**TEXT BLOCK**
┏━━

Very well. Svidd Neger is definitely not your conventional movie for a variety of reasons. The plot, while straightforward and obvious on the surface, gets deeper than it looks as it goes. From IMDB:

Anna lives with her father Karl someplace in the outskirts of northern Norway. Karl killed his ex-wife and threw her newborn colored child into the sea when he discovered that she obviously had been unfaithful. Now Karl is being haunted by her ghost and is developing a serious drinking problem. Anna is looking for the love of her life, but there aren’t many bachelors around — until they discovers another small family on the other side of the mountain. They meet a semi-alcoholized widow on Karl’s age, her son Peder, and her black adopted son, Ante, that arrived from the sea on a piece of wood.

Ante is obviously Karl’s ex-wife’s illegitimate son, they all move together and become sort of half adopted family, half indentured workers to Karl. Ante’s family, Peder and Ellen, are acculturated Sámi who only speak norwegian in their day-to-day life. Ante, however, wants to go back to his family’s supposed roots, and only talks in pidgin Sámi. Ironically, an allegedly “true” Sámi called Normann Haetta Bongo Utsi Saus appears at a later point in the movie, and seems to be on the wall, to say the least, about his own identity.

I won’t go deep into detail, but Svidd Neger’s main thing, in my opinion, is about identity and desire: Karl wants a male heir, Ante wants to be Sámi and to have a father, Normann wants to be norwegian, Peder wants to be a macho stud and everyone wants Anna, who just wants to be free to want whoever she wants, et coetera. Stylistically, it’s a peculiar movie to say the least. It doesn’t really settle in a genre at all, going from coming-of-age drama to absurd slapstick comedy to dirty pornocomedy to almost slasher-adjacent heights of action and back again like it was nothing.

┗━━

**DATA LINES**

┏━━

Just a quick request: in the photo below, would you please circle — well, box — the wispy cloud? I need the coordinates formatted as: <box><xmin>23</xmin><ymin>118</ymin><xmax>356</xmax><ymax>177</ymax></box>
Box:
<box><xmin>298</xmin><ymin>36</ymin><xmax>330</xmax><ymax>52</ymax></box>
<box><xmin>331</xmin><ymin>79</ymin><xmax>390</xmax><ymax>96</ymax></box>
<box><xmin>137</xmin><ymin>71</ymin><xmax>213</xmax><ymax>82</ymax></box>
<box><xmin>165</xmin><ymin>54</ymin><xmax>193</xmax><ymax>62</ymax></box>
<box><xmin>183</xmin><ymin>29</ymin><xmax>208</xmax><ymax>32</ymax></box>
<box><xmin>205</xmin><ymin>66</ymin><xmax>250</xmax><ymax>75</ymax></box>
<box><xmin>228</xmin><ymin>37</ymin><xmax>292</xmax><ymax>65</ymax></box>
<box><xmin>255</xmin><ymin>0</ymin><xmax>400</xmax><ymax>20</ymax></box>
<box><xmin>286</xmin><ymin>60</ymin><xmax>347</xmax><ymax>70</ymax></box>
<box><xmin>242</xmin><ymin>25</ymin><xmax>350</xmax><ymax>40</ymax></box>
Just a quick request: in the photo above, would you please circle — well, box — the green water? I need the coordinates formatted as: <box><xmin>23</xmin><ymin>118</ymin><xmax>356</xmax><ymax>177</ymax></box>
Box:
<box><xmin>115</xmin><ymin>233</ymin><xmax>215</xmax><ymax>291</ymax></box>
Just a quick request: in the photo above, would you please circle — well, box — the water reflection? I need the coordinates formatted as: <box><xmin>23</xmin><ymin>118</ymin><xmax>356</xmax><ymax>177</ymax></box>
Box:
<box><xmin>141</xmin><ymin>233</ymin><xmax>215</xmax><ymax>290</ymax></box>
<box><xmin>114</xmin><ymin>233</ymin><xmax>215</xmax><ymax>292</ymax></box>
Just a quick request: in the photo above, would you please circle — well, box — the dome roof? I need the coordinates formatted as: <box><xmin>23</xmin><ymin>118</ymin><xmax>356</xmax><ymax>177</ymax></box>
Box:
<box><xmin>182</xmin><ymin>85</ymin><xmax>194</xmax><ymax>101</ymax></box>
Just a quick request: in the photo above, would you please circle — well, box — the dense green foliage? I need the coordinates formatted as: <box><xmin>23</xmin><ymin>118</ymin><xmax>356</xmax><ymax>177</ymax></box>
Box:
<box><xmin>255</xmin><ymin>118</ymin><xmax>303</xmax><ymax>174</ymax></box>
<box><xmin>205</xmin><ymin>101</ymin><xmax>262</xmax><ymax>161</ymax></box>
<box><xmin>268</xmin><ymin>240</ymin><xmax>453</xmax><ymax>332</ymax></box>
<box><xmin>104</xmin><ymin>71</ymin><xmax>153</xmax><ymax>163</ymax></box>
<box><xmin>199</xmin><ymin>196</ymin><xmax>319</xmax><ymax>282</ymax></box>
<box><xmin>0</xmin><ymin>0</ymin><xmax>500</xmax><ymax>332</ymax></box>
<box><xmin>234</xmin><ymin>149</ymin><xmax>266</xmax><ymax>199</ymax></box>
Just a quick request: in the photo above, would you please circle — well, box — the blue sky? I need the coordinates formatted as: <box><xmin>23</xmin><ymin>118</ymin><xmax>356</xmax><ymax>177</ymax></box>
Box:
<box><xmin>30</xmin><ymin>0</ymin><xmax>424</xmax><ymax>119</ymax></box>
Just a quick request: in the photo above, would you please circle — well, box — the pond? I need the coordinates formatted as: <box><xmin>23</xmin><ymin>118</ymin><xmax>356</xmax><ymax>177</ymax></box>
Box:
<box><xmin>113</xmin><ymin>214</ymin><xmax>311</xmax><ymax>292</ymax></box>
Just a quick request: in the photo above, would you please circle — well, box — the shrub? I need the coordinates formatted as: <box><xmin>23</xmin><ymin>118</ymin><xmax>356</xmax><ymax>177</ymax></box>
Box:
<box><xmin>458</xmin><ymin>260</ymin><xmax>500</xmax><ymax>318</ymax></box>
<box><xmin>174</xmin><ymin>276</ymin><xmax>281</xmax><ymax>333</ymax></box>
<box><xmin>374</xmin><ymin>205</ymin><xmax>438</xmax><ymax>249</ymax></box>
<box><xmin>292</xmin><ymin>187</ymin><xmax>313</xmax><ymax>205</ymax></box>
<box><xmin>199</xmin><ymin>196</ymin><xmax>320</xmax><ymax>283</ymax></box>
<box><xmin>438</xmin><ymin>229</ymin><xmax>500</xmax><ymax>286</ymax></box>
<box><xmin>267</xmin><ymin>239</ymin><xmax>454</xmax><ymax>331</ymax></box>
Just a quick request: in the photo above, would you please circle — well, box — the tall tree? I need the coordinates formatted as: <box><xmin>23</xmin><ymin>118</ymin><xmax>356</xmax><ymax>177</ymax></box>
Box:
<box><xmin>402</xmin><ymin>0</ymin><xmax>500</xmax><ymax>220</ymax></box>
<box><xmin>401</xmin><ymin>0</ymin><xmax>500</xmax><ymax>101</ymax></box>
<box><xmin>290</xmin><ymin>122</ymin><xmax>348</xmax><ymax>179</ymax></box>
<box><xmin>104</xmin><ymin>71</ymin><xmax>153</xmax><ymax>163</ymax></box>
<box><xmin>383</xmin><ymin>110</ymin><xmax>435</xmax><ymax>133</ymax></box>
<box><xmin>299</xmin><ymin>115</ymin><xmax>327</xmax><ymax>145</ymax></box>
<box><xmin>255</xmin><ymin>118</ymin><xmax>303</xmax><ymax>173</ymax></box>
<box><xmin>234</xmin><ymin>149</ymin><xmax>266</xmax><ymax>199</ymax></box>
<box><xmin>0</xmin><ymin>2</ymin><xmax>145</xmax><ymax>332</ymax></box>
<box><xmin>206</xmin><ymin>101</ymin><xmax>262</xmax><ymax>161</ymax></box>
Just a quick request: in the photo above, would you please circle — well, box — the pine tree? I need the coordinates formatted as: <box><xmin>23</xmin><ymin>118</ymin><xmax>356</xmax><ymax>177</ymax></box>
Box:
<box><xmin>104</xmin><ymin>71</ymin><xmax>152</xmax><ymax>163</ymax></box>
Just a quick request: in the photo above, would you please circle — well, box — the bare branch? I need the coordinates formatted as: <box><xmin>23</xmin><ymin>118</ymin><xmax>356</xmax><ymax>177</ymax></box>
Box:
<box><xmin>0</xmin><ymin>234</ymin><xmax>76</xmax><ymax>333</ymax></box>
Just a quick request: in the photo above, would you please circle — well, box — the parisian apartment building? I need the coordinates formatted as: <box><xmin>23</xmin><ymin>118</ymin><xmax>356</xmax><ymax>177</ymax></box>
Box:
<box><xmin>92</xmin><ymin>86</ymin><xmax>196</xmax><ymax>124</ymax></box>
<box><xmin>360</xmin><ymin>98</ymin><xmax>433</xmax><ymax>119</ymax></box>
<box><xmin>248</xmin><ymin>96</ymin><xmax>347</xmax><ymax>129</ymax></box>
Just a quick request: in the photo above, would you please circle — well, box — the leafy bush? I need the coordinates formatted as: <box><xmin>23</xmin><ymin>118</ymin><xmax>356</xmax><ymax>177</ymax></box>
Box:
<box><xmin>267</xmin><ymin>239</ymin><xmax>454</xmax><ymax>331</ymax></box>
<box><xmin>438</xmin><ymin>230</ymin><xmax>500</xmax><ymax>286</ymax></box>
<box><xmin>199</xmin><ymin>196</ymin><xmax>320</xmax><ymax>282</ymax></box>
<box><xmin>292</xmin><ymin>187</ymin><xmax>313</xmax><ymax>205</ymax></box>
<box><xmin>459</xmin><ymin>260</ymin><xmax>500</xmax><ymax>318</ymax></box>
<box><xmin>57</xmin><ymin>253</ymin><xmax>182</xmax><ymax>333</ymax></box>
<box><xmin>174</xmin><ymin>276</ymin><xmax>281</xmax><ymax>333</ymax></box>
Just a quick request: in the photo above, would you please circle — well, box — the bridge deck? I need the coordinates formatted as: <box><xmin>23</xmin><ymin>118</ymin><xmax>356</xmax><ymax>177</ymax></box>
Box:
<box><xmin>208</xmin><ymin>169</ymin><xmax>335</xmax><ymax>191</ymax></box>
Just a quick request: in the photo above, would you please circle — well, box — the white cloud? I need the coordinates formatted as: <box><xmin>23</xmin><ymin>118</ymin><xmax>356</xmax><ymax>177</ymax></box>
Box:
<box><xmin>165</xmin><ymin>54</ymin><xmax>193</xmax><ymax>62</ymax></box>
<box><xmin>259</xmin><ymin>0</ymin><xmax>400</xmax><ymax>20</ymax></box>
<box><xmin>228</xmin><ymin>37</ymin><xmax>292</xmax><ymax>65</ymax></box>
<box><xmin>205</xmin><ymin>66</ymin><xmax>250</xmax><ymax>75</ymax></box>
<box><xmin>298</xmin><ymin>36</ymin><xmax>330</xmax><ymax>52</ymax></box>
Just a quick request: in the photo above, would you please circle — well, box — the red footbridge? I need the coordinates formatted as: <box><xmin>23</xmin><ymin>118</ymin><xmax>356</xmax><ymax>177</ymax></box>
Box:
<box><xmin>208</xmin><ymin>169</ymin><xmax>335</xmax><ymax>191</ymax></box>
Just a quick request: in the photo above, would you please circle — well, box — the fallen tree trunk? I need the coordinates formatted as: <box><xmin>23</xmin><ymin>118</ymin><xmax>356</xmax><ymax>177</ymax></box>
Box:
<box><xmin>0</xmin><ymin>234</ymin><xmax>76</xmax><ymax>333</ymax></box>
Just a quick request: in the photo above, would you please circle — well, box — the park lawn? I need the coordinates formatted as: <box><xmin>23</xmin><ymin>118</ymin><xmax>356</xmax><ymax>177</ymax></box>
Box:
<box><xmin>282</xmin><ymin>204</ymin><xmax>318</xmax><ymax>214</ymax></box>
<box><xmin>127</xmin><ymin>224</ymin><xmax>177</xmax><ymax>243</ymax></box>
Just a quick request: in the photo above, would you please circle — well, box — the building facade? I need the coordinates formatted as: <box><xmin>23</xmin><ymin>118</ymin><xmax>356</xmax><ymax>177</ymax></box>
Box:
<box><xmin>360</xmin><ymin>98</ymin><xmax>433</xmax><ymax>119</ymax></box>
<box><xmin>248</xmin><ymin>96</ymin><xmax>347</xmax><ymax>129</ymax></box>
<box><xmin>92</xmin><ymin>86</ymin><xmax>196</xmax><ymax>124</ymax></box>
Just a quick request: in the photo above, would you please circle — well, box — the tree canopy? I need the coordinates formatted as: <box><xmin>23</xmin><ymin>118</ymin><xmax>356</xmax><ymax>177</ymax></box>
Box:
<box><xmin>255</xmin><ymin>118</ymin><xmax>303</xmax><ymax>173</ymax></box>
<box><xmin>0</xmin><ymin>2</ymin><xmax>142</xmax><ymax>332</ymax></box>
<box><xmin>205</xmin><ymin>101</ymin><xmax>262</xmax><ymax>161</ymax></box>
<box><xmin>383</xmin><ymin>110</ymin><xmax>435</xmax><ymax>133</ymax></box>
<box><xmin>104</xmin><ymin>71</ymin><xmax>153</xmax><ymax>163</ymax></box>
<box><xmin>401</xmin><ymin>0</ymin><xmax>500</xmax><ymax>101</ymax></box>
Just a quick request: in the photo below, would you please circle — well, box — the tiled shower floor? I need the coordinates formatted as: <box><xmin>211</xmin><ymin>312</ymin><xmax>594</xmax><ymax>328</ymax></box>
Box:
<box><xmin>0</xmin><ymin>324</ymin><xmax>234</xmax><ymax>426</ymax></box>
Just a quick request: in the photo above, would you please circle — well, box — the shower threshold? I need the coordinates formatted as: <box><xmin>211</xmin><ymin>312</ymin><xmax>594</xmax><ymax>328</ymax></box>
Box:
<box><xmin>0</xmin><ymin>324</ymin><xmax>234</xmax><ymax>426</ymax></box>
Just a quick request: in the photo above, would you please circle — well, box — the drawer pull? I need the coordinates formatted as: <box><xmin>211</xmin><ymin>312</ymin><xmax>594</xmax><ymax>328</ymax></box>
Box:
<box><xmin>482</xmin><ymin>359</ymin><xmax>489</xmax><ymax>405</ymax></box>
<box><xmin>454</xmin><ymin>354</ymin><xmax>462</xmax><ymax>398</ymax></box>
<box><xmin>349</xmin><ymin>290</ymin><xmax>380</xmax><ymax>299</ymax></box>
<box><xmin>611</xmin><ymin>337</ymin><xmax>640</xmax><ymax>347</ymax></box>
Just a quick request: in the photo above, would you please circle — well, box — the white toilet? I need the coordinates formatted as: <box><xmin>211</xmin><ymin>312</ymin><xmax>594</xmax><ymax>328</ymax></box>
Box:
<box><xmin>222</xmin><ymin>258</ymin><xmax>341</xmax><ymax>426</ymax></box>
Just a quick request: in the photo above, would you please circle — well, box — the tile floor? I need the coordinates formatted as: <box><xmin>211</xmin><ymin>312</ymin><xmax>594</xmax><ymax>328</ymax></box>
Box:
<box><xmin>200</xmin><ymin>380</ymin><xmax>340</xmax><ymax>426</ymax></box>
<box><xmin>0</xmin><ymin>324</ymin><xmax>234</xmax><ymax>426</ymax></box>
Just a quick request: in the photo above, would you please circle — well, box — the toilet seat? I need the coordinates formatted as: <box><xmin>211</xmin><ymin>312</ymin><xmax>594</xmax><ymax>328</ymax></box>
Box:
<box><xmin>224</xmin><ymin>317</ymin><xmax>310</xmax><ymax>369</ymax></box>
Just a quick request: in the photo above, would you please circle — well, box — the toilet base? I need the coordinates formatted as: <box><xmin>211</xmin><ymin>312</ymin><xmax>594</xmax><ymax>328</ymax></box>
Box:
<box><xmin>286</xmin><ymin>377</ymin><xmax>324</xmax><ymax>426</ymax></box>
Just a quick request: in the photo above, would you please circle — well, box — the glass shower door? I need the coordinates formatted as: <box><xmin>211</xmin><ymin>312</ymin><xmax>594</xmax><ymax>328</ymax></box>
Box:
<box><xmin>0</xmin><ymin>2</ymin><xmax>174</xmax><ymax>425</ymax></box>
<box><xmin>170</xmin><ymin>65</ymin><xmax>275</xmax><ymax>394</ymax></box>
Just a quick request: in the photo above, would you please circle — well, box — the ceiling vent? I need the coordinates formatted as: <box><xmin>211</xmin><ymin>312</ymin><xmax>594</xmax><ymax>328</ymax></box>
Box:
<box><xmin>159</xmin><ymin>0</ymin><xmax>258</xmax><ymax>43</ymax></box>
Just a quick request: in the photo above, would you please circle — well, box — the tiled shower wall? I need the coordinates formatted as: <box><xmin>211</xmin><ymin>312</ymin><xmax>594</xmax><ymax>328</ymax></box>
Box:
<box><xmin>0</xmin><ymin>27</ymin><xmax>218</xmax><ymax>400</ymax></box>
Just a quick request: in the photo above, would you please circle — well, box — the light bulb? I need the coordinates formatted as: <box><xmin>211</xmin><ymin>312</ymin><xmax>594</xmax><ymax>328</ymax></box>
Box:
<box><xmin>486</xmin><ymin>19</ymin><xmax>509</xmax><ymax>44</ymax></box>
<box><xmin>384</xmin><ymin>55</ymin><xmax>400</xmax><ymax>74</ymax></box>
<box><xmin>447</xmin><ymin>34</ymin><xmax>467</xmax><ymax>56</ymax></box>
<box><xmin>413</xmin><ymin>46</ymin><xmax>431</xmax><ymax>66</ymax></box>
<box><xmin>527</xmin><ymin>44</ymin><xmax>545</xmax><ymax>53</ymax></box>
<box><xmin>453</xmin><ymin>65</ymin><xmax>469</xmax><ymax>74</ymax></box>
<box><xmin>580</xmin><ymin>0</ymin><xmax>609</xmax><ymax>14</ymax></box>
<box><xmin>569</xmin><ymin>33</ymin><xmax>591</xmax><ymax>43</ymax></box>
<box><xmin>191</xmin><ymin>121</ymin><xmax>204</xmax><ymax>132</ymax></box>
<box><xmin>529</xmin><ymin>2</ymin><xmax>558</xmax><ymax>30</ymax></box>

┗━━

**YOUR TASKS**
A. Reproduce the passage of the film review starting with "Anna lives with" and going on through "piece of wood.".
B. List every character the film review mentions by name.
Use only the film review to respond, not the rows.

**OUTPUTS**
A.
Anna lives with her father Karl someplace in the outskirts of northern Norway. Karl killed his ex-wife and threw her newborn colored child into the sea when he discovered that she obviously had been unfaithful. Now Karl is being haunted by her ghost and is developing a serious drinking problem. Anna is looking for the love of her life, but there aren’t many bachelors around — until they discovers another small family on the other side of the mountain. They meet a semi-alcoholized widow on Karl’s age, her son Peder, and her black adopted son, Ante, that arrived from the sea on a piece of wood.

B. Anna, Karl, Peder, Ante, Ellen, Normann Haetta Bongo Utsi Saus